(Region pointing data)
»»

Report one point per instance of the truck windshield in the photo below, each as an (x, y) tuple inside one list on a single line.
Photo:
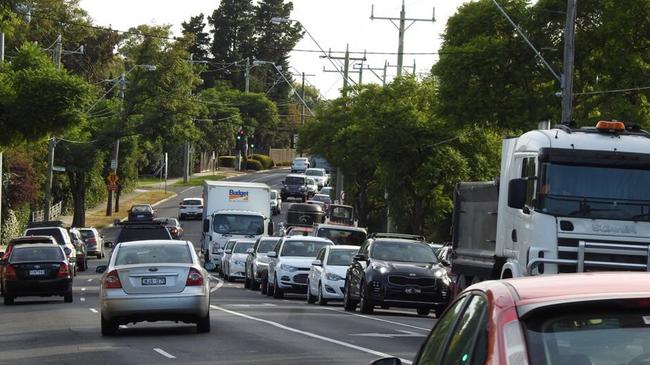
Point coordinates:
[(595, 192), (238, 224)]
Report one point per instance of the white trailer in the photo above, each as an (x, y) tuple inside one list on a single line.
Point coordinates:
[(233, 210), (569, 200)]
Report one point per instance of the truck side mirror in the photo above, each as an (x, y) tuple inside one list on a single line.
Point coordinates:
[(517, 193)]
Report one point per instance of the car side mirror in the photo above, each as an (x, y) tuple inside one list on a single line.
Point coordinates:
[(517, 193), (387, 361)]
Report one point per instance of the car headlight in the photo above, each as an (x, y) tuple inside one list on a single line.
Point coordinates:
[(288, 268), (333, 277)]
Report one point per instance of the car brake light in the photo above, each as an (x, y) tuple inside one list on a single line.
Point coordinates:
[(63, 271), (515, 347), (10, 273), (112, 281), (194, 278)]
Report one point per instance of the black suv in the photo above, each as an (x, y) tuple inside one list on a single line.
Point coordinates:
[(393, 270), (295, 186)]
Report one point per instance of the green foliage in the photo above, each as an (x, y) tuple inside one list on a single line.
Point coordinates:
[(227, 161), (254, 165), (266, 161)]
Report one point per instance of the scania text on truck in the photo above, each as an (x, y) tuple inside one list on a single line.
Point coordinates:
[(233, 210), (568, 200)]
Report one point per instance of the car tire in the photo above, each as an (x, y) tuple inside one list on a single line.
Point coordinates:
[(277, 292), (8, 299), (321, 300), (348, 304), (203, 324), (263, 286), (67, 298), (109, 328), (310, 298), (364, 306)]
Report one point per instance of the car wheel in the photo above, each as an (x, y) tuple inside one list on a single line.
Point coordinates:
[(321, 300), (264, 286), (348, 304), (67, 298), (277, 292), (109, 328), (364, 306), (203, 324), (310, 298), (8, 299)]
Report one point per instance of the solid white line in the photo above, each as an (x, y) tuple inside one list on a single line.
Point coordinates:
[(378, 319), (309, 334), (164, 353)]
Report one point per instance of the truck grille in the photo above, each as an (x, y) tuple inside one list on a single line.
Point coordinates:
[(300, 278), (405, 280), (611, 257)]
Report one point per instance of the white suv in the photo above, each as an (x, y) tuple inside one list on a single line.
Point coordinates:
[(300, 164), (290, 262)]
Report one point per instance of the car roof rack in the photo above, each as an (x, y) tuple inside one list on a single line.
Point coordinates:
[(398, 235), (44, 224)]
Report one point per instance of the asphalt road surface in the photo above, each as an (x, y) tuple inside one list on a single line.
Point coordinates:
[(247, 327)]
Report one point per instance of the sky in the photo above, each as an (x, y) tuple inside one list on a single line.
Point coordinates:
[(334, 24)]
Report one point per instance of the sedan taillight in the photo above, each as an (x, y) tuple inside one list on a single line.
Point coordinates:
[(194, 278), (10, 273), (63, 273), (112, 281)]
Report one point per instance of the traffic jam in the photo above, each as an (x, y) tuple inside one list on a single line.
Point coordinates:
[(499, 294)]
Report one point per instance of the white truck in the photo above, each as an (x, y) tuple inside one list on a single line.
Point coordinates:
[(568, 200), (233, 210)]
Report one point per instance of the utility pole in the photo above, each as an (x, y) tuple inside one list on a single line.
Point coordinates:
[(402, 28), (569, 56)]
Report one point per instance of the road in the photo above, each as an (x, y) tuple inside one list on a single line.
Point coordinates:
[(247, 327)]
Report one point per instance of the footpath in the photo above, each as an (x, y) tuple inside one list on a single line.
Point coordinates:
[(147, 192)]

««

- [Your assignment]: Copy every line of the data where "mirror" is found.

- [Output of the task]:
Report one point per instance of the truck side mirror in the photo above, each as an (x, y) tuple inside one list on a single line.
Report one point per instance of the car side mirror in the photo above, each as an (x, y) tuple inside one list on a single line.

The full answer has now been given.